Things to do -
1. Please condense the paragraph of the lithium valuation text that begins "The largest hard rock lithium resource" into two shorter sentences that keep its main facts.
2. Gather every line of the records that contains the word "head". Case counts.

So let's assume the 160mt's estimated resource is about right. LCE prices are currently about $12k/t and rising under improving market conditions is much much stronger than the last rally that saw the LCE price top $20k/t. Nothing is for certain but in my view I doubt we’ll see those all time highs lasting very much longer.

The conversion factor from Li2O to LCE is x 2.473. So for ease of maths let's say the current Li2O price is $30k/t. That would give Zulu an “in-ground” value of 160m x 1.06% x $30k which is $51bn. It’s worth reiterating as I've used it later, so $51bn! But that is based on the old area of 350 hectares. So now multiply that by 57 and you get to a mind-blowing $3 trillion in ground value just for the Lithium assuming the density of Li2O is consistent across the EPO all at today’s prices! If you think that’s far fetched you should note that an as yet unmeasured surface Lithium strike has been found that runs virtually the full length of the EPO. so roughly 20km. To me it’s inconceivable that that’s the extent of it. There’s sure to be many more strikes and step out zones than a simple walk over has detected.

The largest hard rock lithium resource in the world is owned by AVZ Minerals in the Democratic Republic of the Congo and it’s resource there was increased to over 400mt's @ 1.66% Li2O giving it an ”in ground” value of $200bn on the same basis. So compare that to the Zulu potential of $3 trillion in ground value. Amazing!

Zulu is also often benchmarked against Pilbara's mine in Australia given it's of a similar size with similar grades. But Pilbara’s development is ahead of Zulu and it’s in production now. It's resource is 216mt's @ 1.13% Li2O or something like that, giving an “in ground” value around $70bn. It’s considered to be amongst the largest hard rock lithium mines in the world and whatever anyone might say it’s certainly no whip in the wood!

If you take Zulu as having an “in ground” value of over $3 trillion it’s potentially fifteen times higher than one of the largest mines of it's kind currently in the world and forty times higher in value than Pilbara. All of a sudden Pilbara starts to take the size of a minnow such is the potential of Zulu!

Some like to value mines based on the value “in-ground“. It’s a quick and easy way and it’s a method adopted quite often. We’ve seen George Roach do it a few times too, but being honest I'm not a fan of this valuation method.

Coordinate annotation records -
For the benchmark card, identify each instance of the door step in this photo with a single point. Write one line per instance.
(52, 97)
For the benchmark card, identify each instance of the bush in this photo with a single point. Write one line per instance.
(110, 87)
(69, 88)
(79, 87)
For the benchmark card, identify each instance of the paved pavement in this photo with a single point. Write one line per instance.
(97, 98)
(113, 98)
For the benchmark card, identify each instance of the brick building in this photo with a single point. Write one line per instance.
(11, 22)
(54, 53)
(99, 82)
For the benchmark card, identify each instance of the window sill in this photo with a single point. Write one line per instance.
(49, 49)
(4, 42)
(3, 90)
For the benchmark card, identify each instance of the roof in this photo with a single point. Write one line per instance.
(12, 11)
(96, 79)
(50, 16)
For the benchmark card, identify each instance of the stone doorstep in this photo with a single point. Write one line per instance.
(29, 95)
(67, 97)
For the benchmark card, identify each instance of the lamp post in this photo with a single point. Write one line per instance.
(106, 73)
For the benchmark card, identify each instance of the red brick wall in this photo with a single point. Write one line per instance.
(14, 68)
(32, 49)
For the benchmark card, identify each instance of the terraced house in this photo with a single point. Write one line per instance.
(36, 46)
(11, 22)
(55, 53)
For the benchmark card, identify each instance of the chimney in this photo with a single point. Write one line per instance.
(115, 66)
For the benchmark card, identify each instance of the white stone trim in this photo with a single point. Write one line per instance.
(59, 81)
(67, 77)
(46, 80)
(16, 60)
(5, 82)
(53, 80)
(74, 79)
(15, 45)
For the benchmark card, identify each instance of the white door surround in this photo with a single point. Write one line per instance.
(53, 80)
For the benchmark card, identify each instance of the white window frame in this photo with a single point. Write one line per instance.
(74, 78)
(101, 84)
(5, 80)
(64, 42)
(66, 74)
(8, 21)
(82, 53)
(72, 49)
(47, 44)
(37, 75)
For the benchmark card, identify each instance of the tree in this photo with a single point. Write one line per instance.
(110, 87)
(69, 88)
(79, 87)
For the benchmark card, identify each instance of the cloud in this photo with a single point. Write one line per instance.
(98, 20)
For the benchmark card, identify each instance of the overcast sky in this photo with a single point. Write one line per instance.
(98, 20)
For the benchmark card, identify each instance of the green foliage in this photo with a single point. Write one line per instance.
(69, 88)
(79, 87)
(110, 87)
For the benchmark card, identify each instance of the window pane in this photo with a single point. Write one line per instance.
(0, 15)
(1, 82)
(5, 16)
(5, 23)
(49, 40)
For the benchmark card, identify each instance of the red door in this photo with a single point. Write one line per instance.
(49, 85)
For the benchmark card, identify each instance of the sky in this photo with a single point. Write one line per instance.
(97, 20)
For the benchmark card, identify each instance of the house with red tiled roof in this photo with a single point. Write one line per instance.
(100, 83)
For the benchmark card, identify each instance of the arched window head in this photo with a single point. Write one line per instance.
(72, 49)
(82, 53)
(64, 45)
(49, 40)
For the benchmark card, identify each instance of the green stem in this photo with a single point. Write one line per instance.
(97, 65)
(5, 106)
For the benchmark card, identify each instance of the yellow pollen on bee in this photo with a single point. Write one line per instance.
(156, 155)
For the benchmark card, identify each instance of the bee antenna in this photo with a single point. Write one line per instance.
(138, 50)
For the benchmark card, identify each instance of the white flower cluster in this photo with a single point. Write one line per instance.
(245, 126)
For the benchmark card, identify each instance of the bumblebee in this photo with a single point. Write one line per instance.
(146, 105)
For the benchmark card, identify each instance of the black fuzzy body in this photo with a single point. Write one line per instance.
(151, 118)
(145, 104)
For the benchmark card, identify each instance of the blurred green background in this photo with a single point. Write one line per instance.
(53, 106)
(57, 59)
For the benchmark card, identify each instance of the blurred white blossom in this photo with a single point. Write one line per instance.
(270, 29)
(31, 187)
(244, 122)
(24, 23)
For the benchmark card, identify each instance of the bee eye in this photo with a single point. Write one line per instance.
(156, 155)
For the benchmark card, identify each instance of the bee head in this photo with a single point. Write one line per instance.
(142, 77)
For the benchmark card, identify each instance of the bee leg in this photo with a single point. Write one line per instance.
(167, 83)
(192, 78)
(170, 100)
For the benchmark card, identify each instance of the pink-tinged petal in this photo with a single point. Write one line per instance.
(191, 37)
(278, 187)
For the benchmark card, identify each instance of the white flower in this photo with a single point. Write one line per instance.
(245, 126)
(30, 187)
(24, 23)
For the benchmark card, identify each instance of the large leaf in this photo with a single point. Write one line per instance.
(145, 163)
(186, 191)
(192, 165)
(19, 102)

Answers below -
1. AVZ Minerals owns the world's largest hard rock lithium resource, in the Democratic Republic of the Congo, now over 400mt at 1.66% Li2O with an in-ground value of $200bn on the same basis. That compares with Zulu's potential in-ground value of $3 trillion.

2.
For the benchmark card, identify each instance of the arched window head in this photo with a single point. Write one line per instance.
For the benchmark card, identify each instance of the bee head in this photo with a single point. Write one line per instance.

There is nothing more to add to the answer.